● Requests:
1. Write out the passage of the blog post on mathematical identities that begins with the words "I encourage teachers" and ends after the words "control and ownership.", reproducing it word for word.
2. Extend the blog post on building mathematical identities, picking up right after its final sentence.

● Text provided:
= = =
Week 2 #MTBoSBlogsplosion: Building Our Mathematical Identities

“We teach who we are.”

My favorite part of my job is being in classrooms and working with teachers and students supporting mathematics teaching and learning. I’m inspired every day by students and teachers. One of my goals is to change how students, teachers, and parents experience mathematics, in essence, change the culture of how we see, think about, and engage around this subject.  I want mathematics to pique curiosity and make sense, and for our student- and teacher-mathematicians to reason and think critically and deeply. And, I want us all to see the mathematics around us; it’s everywhere! We all know friends, family, co-workers or acquaintances who don’t identify themselves as mathematicians. For some, mathematics was lorded over them, and they may have a phobia of mathematics due to what Jo Boaler (@joboaler) refers to as “math trauma” they suffered along the way. Knowing no other ways, we often teach how we were taught.

I encourage teachers in taking risks and I share bite-sized ways to “hack” math class. I know the term “hack” might offend some and I don’t mean to do that, or to underestimate the immense expertise involved in teaching. Teaching is complicated work. Most teachers don’t want to change everything but will try something. Hence, the use of “hack.” I leverage a few instructional activities, predictable routines (IAs) that have a high yield in terms of student learning and opening up mathematics. Giving teachers choice in where they’ll begin gives them control and ownership.
= = =
● Material:
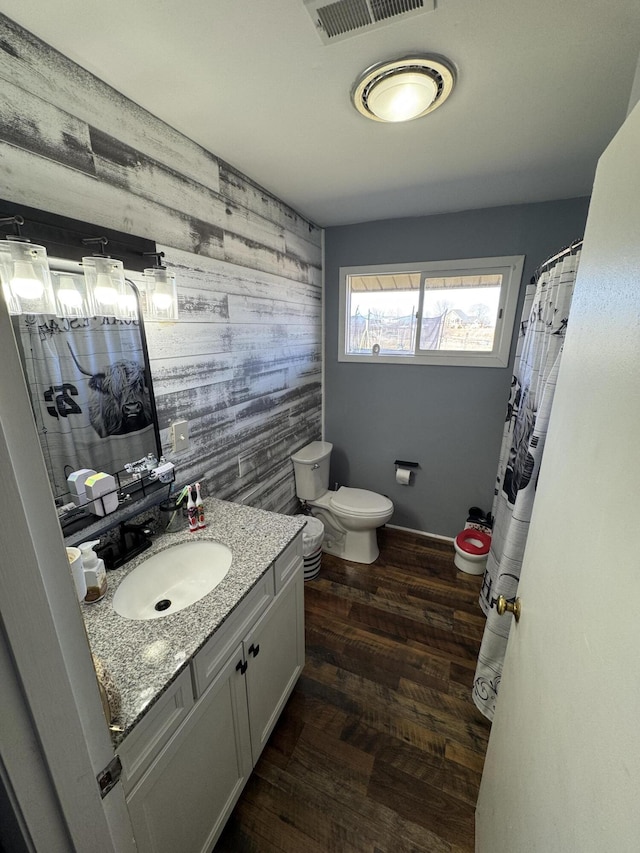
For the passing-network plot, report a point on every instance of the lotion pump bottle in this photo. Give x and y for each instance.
(193, 512)
(94, 572)
(200, 508)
= = =
● Per-task outputs:
1.
I encourage teachers in taking risks and I share bite-sized ways to “hack” math class. I know the term “hack” might offend some and I don’t mean to do that, or to underestimate the immense expertise involved in teaching. Teaching is complicated work. Most teachers don’t want to change everything but will try something. Hence, the use of “hack.” I leverage a few instructional activities, predictable routines (IAs) that have a high yield in terms of student learning and opening up mathematics. Giving teachers choice in where they’ll begin gives them control and ownership.

2.
In some classes, those hacks start by changing one aspect of a lesson by using IAs such as Quick Images, Number Talks, Counting Collections, Mathematizing Read-Alouds, Numberless Word Problems, Noticing and Wondering, etc. to nurture number sense and problem solving, engages students in the Standards for Mathematical Practice, and build a community of mathematical thinkers and problem solvers. In my own practice, I started with Number Talks. What I learned was invaluable: how to listen to my students and to see and understand math how they saw and understood it. This changed everything, and I want other teachers to experience this. In other classes the hack might start with flipping the problem solving; engaging students in problem solving (using the strategies of Noticing and Wondering or Numberless Word Problems) first rather than after they “know the skills.”

Together we work through the emotional challenges of change and not knowing where that change might lead. While hopeful for what these changes may bring about, there are also concerns. Concerns worth addressing: “How will I respond?” or “What will I say, or ask, next?” Additionally, we tackle the content and pedagogical impacts of opening up the mathematics and shifting the ownership of the knowledge to the students. For example, when planning with teachers around addition and subtraction, I wonder aloud with them if it is always (or ever) necessary to subtract? Are there times they might want to add up/on instead? As teachers try these “hacks” the students respond: they want more! “This is math?” they say when engaging in a Number Talk! Yes, in fact, that is math! “When can we do that again?”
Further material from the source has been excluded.